# TESTO FORNITO:
# # # # #

Il linguaggio non classificabile è costituito da un insieme di purismo neoclassico, postmoderni inserti antichi, volumi e bucature vagamente razionaliste con ornamenti che alludono a una cifra lontanamente wrightiana.
Frank Capra, Orizzonte Perduto (Lost Horizon), 1937.
Gioco di rimandi incrociati La maggior parte dei film hollywoodiani degli anni Trenta e Quaranta sono uniformati da scenografie disegnate da pochi personaggi che esercitano un dominio assoluto anche nella supervisione dei film e si dividono il potere delle grandi major. Cedric Gibbons, ad esempio, realizza scenografie e controlla i set di un migliaio di film, coordinando uno stuolo di assistenti lasciati nell’anonimato; Gibbons è anche l’ideatore della statuetta del premio Oscar che vince undici volte. Ricordiamo alcune sue rappresentative scenografie di interni in film quali Dancing Daughters del 1928, A Woman of Affairs del 1928, The single Standard del 1929, The Easiest Way del 1931, Men Must Fight del 1933, oltre a La folla (The Crowd) – che abbiamo precedentemente incontrato –, The Kiss (Jacques Feyder e Cedric Gibbons copiano il soggiorno della casa Mallet-Stevens per realizzare la loro scenografia), la dimora a Santa Monica dello stesso Gibbons e della moglie Dolores del Rio e Grand Hotel, qui di seguito.

# # # # #

# Voci da un dataset di puntamento:

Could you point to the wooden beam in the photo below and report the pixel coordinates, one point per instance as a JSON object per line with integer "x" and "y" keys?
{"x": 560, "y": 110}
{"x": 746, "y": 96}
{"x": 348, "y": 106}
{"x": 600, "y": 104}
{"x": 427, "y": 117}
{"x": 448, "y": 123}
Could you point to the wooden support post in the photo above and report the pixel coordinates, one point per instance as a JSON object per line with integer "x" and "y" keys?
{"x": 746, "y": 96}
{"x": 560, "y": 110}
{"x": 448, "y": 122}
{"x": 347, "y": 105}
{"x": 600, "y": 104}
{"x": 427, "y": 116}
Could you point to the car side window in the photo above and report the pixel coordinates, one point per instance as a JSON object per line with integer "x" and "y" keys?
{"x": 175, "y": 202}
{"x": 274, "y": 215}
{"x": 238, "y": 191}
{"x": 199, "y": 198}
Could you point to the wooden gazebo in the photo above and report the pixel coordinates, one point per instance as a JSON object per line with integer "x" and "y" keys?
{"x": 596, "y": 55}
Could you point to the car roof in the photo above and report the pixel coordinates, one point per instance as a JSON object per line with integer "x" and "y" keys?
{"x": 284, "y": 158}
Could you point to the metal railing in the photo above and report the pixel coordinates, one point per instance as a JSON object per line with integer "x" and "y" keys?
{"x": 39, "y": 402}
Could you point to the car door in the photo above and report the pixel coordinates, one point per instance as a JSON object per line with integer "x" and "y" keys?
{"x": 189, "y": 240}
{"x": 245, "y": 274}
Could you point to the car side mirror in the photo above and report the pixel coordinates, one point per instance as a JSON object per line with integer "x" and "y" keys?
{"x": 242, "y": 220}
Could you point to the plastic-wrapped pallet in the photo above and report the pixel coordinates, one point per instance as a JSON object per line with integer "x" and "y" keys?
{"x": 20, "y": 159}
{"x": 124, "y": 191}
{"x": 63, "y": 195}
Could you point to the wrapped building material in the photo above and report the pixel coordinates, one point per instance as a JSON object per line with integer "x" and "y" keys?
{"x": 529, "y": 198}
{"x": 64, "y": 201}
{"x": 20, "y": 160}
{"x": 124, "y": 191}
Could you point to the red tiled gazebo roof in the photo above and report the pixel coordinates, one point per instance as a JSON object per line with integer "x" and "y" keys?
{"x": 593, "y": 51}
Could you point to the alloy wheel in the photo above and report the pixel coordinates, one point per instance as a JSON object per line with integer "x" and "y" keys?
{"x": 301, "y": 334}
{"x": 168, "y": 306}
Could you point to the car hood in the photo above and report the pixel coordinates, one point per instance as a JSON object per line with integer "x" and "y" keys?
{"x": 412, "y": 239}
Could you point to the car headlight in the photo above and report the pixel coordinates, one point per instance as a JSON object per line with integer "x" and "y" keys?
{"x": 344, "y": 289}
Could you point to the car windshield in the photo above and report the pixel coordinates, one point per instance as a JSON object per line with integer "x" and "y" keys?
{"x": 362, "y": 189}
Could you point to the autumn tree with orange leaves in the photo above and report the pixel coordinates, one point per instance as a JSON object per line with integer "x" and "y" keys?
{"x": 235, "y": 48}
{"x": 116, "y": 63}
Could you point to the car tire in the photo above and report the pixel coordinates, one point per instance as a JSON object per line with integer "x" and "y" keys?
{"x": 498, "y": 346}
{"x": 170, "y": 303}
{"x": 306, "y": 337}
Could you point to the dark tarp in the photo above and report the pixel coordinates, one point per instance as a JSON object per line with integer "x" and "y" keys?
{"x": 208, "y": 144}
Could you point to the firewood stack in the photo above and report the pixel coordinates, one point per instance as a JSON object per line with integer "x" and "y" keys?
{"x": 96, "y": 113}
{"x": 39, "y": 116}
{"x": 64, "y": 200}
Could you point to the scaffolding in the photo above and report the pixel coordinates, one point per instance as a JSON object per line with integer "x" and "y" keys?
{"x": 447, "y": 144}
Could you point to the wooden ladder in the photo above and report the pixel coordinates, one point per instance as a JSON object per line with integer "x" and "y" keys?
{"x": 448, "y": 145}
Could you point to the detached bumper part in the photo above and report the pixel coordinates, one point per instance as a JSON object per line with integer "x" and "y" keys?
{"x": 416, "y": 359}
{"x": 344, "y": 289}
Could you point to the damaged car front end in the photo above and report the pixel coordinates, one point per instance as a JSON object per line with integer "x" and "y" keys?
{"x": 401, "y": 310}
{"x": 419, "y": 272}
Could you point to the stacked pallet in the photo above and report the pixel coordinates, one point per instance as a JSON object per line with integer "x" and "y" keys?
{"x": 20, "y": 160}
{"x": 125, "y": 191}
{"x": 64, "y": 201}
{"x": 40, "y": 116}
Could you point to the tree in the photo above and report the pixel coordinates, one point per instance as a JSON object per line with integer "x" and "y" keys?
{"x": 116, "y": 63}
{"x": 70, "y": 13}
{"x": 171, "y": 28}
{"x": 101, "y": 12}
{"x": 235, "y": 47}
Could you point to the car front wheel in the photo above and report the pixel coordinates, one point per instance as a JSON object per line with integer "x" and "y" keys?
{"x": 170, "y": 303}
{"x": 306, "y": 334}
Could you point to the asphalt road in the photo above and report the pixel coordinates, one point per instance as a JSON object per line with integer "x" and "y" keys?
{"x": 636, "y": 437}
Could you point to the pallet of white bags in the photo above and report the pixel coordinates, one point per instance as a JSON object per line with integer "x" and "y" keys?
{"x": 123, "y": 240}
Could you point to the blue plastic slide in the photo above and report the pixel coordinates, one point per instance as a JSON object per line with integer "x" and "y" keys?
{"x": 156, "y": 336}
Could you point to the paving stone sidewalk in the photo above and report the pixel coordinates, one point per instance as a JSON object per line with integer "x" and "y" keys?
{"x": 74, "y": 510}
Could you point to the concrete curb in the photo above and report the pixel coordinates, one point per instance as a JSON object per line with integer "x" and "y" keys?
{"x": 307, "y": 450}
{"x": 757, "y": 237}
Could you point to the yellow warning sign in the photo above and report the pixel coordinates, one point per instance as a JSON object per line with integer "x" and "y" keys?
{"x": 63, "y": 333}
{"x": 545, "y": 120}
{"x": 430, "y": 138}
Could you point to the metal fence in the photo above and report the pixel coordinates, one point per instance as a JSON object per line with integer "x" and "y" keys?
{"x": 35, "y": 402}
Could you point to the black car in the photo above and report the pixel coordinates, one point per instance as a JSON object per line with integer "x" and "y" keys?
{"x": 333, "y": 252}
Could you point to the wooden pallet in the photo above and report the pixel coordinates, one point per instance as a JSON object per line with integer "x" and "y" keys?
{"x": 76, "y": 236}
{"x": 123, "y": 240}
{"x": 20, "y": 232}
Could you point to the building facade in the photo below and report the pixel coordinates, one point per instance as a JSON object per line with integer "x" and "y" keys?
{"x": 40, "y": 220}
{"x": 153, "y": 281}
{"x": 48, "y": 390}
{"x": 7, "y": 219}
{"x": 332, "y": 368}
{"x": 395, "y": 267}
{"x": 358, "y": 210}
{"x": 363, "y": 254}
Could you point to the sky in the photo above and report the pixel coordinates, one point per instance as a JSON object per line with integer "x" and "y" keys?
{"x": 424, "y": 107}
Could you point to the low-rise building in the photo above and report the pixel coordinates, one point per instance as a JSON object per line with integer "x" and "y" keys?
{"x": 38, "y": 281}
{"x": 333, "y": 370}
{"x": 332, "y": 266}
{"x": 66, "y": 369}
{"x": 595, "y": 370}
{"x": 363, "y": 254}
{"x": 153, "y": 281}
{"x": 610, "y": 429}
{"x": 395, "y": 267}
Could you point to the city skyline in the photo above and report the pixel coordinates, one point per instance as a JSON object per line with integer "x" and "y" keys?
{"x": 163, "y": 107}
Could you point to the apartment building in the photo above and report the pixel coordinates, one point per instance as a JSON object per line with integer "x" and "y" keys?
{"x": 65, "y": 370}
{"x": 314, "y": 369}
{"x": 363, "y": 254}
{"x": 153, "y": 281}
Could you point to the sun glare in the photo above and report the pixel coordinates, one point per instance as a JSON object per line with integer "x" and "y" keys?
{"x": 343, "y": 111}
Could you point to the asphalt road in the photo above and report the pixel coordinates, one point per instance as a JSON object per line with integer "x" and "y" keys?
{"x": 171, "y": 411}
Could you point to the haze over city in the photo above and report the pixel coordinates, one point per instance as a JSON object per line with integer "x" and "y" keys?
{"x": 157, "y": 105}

# # # # #

# COMPITI RICHIESTI:
(a) Estrai dal testo sulle scenografie hollywoodiane il passo compreso tra "Il linguaggio non" e "cifra lontanamente wrightiana.", estremi inclusi.
(b) Prosegui il testo sulle scenografie hollywoodiane oltre la sua ultima frase.

# RISPOSTE AI COMPITI:
(a)
Il linguaggio non classificabile è costituito da un insieme di purismo neoclassico, postmoderni inserti antichi, volumi e bucature vagamente razionaliste con ornamenti che alludono a una cifra lontanamente wrightiana.

(b)
Grand Hotel di Edmund Goulding del 1932 riunisce in un complesso spazio interno un microcosmo di persone che costituisce una sorta di caotico mondo parallelo: “Grand Hotel: gente che viene, che va, tutto senza scopo…”. Le scenografie restituiscono una sorta di Art Déco semplificato e razionale con grande hall, ingresso con enorme bussola girevole in vetro e metallo, arredi geometrici e pavimento a scacchi bianchi e neri a griglia spiraliforme che aumenta la restituzione della profondità delle riprese. Il cuore dello spazio è costituito da un enorme spazio centrale a tutt’altezza a pianta circolare definito da ballatoi curvilinei sovrapposti di accesso alle camere ritmati da pilastri cilindrici, con parapetti scintillanti in metallo lavorato, che si affacciano verso il bancone centrale – anch’esso a pianta circolare – della reception al piano terra. I ballatoi e la hall sono gli spazi dove si incrociano i destini di tutti i personaggi.
Lo scenografo Vincent Korda – di origini ungheresi, fratello del regista e produttore Alexander – si trasferisce in Inghilterra. Abbiamo incontrato le sue scenografie futuriste con accenni al razionalismo nel già citato film La vita futura (Things to Come) del 1936 di Menzies e ricordiamo Major Barbara del 1941 di Gabriel Pascal, Harold French e David Lean, The Third Man di Carol Reed del 1949 con Orson Welles, To Be or Not to Be di Ernst Lubitsch del 1942.
Edmund Goulding, Grand Hotel, 1932.
Idolo infranto (The Fallen Idol) di Carol Reed del 1948 “è un piccolo capolavoro di psicologia infantile, ricco di annotazioni sottili e sostenuto da una regia immaginosa, un tour de force visivo (1.040) inquadrature dal punto di vista del bambino per il quale il mondo degli adulti è contorto” (il Morandini).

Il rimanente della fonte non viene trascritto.